• [Assignment]
Copy the entries exactly. Leave nothing out and add nothing.

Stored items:

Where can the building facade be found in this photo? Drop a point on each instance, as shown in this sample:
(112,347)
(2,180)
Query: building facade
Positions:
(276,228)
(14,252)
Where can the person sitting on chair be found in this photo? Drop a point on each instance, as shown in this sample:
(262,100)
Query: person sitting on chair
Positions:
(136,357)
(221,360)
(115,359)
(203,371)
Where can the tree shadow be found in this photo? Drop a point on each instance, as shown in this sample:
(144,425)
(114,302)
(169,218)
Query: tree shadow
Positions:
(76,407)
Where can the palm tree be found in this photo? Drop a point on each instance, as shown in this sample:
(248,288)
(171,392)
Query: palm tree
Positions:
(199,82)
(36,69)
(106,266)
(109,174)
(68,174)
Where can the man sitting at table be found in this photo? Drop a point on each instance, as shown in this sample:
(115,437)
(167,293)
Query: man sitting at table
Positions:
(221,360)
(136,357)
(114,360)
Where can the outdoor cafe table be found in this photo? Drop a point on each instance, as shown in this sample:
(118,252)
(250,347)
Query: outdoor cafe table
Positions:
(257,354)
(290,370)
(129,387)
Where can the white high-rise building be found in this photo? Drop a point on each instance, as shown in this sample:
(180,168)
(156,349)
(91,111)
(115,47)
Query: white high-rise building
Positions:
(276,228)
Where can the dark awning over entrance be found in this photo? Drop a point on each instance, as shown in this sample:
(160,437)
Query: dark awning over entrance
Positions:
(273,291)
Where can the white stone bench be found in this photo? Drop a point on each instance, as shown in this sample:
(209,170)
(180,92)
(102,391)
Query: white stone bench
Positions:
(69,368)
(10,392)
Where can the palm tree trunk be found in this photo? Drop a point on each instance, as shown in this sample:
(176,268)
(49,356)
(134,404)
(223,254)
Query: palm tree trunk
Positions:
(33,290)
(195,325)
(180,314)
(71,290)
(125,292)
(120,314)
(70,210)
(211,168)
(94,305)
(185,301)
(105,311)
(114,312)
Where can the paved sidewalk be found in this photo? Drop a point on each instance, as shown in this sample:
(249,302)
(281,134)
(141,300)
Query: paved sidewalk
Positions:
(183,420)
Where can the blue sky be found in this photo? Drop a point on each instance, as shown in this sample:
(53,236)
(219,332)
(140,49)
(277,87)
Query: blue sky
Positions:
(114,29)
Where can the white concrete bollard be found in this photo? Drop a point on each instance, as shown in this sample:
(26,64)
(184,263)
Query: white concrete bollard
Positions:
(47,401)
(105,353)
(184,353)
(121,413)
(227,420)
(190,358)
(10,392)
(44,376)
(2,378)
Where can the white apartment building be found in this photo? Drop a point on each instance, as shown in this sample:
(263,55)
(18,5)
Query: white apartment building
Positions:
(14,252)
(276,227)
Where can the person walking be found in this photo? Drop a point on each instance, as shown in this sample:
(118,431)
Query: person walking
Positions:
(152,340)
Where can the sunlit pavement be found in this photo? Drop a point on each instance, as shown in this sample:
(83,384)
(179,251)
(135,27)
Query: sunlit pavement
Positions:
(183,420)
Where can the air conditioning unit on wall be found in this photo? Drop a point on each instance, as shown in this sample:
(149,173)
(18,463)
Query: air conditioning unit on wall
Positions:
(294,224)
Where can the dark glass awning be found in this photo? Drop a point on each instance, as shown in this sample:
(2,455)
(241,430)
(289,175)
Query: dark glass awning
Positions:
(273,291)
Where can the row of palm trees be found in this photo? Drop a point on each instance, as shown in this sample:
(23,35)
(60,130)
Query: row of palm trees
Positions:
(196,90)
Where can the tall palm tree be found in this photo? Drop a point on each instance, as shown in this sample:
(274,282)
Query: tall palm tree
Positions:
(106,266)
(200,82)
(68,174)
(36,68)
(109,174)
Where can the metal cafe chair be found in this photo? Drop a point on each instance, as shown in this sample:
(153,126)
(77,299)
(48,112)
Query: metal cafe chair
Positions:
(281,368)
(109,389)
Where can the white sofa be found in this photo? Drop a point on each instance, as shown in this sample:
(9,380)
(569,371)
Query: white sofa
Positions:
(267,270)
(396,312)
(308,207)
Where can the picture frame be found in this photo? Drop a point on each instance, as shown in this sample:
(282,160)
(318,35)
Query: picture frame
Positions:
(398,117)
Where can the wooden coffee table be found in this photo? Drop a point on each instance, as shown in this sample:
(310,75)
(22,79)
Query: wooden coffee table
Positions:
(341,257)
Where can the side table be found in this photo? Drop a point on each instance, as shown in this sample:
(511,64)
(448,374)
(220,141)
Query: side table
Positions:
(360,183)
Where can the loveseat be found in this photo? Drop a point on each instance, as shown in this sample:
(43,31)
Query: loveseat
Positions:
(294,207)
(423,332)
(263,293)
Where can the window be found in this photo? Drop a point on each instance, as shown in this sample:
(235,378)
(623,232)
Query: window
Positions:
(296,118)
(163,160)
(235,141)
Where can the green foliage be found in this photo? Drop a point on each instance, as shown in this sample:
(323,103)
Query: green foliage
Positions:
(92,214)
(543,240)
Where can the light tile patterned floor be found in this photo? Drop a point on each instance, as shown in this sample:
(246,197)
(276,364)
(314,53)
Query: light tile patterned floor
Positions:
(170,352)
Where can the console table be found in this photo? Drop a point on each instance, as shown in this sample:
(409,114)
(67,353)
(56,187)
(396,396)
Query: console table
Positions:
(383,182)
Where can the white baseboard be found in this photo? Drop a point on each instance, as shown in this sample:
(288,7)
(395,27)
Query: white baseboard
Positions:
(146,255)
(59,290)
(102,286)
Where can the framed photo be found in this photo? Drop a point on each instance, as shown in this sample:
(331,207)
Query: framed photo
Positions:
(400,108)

• [Problem solution]
Where can the building facade be found in this photo? Drop a point on each instance, as shown in this sample:
(112,347)
(2,180)
Query: building facade
Positions:
(276,228)
(14,252)
Where can the person sitting on chair be found in this photo? Drop a point on each instance, as shown in this sample:
(262,100)
Query: person sitting on chair
Positions:
(136,357)
(221,360)
(115,359)
(203,371)
Where can the tree shadow be found in this photo? Drop a point on each instance, as shown in this sample:
(144,425)
(114,302)
(169,218)
Query: tree shadow
Positions:
(76,407)
Where can the palm tree be found in this photo? Drop a point on each instance, as shown in this sample:
(248,288)
(171,392)
Query: palm tree
Positions:
(199,82)
(36,69)
(106,266)
(109,174)
(68,174)
Where can the man sitting at table be found in this photo? Drop a point on each instance, as shown in this sample:
(115,437)
(167,293)
Query: man sitting at table
Positions:
(221,360)
(136,357)
(114,360)
Where can the outdoor cafe table be found in this photo? Drop a point on each instance, as shown in this sample:
(118,252)
(250,347)
Query: outdoor cafe table
Positions:
(257,354)
(290,370)
(129,387)
Where can the white high-rise building be found in this photo? Drop a point on each instance, as shown in this sample:
(180,168)
(156,349)
(91,111)
(115,47)
Query: white high-rise building
Positions:
(276,228)
Where can the dark awning over entrance be found in this photo? Drop a point on each instance, as shown in this sample:
(160,437)
Query: dark awning over entrance
Positions:
(273,291)
Where can the white stone bench be found in this photo? Drop a point on each instance, as shown in this sample:
(209,170)
(180,92)
(102,391)
Query: white stone bench
Positions:
(69,368)
(10,392)
Where can the palm tree trunk be found in this photo? Drop a point on each instance, as shown in this sample:
(176,268)
(49,356)
(134,404)
(223,254)
Query: palm tree trunk
Positions:
(33,290)
(195,325)
(180,314)
(71,290)
(125,292)
(120,314)
(70,210)
(211,168)
(94,305)
(185,301)
(105,311)
(114,312)
Where can the paved sidewalk be found in this photo? Drop a point on each instance, as shown in this sample:
(249,302)
(281,134)
(141,300)
Query: paved sidewalk
Positions:
(183,420)
Where can the blue sky be found in this photo? Drop a point on each instance, as shown in this sample:
(53,236)
(219,332)
(140,49)
(277,87)
Query: blue sky
Positions:
(114,29)
Where can the white concrete bollard be found in this photo? Drop a point on each instance, as shown in this sample:
(26,64)
(184,263)
Query: white concrete bollard
Positions:
(47,401)
(105,353)
(184,353)
(121,413)
(227,420)
(190,358)
(10,392)
(44,376)
(2,378)
Where can the white apartment building be found in this photo? Drop a point on each instance, as shown in this sample:
(263,55)
(18,5)
Query: white apartment building
Positions:
(14,252)
(276,227)
Where can the person walking be found in this photo? Drop a point on each instance, as shown in this sample:
(118,431)
Query: person walking
Positions:
(152,340)
Where can the sunlit pavement be found in this photo? Drop a point on each instance, as shown in this sample:
(83,384)
(179,251)
(135,27)
Query: sunlit pavement
Positions:
(183,420)
Where can the air conditioning unit on wall be found in this photo? Drop a point on each instance, as shown in this sample:
(149,173)
(18,463)
Query: air conditioning unit on wall
Positions:
(294,224)
Where can the dark glass awning be found in this photo? Drop a point on each instance, as shown in this sample:
(2,455)
(241,430)
(289,175)
Query: dark glass awning
Positions:
(273,291)
Where can the row of palm trees be found in this photo? Drop a point on each instance, as shown in this sample:
(23,35)
(60,130)
Query: row of palm trees
Positions:
(196,90)
Where can the tall palm tree be found in this photo? Drop a point on each instance, as shown in this sample:
(274,282)
Query: tall palm tree
Positions:
(106,266)
(200,82)
(68,174)
(36,68)
(109,174)
Where can the metal cafe chair be found in this photo? Drop a point on each instance, as shown in this sample:
(153,126)
(77,299)
(48,112)
Query: metal cafe chair
Positions:
(281,368)
(109,389)
Where can the white sofa be found in this photo? Drop a point on each instance, as shown in this sample:
(9,380)
(569,371)
Query: white sofa
Positions:
(267,270)
(396,312)
(308,207)
Where can the picture frame be found in this photo? Drop a point on each instance, as shown in this sample:
(282,160)
(318,35)
Query: picture frame
Positions:
(398,117)
Where can the wooden coffee table be found in this photo? Drop a point on each instance, as shown in this sample:
(310,75)
(22,79)
Query: wooden coffee table
Positions:
(341,257)
Where can the side table be found in this photo? Drop a point on each instance, as shown in this sample:
(511,64)
(448,374)
(220,141)
Query: side table
Positions:
(360,183)
Where can the loveseat be found in this photo? Drop a point on each instance, as shown in this sample:
(43,31)
Query: loveseat
Positions:
(294,207)
(423,332)
(263,293)
Where can the window be found in this photo? Drop a point on each instance, as shown in this sample:
(235,378)
(623,232)
Query: window
Positions:
(296,118)
(163,160)
(235,141)
Where can the green foliage be found in this photo? Drop a point on each instance, as shown in this sample:
(323,103)
Query: green foliage
Positions:
(92,214)
(543,240)
Where can the light tile patterned floor be found in this photo? Drop a point on each instance, as shown in this sample:
(246,197)
(276,364)
(314,53)
Query: light tile patterned floor
Positions:
(170,352)
Where can the console table be found in this photo? Drop a point on each instance, as shown in this sample:
(409,114)
(67,353)
(56,187)
(396,396)
Query: console table
Positions:
(383,182)
Where can the white baseboard be found in this photo? Drop a point on each instance, as shown in this sample:
(288,7)
(395,27)
Query: white baseboard
Positions:
(146,255)
(59,290)
(102,286)
Where can the framed photo be found in this photo? Drop a point on each instance, as shown in this sample:
(331,207)
Query: framed photo
Positions:
(400,108)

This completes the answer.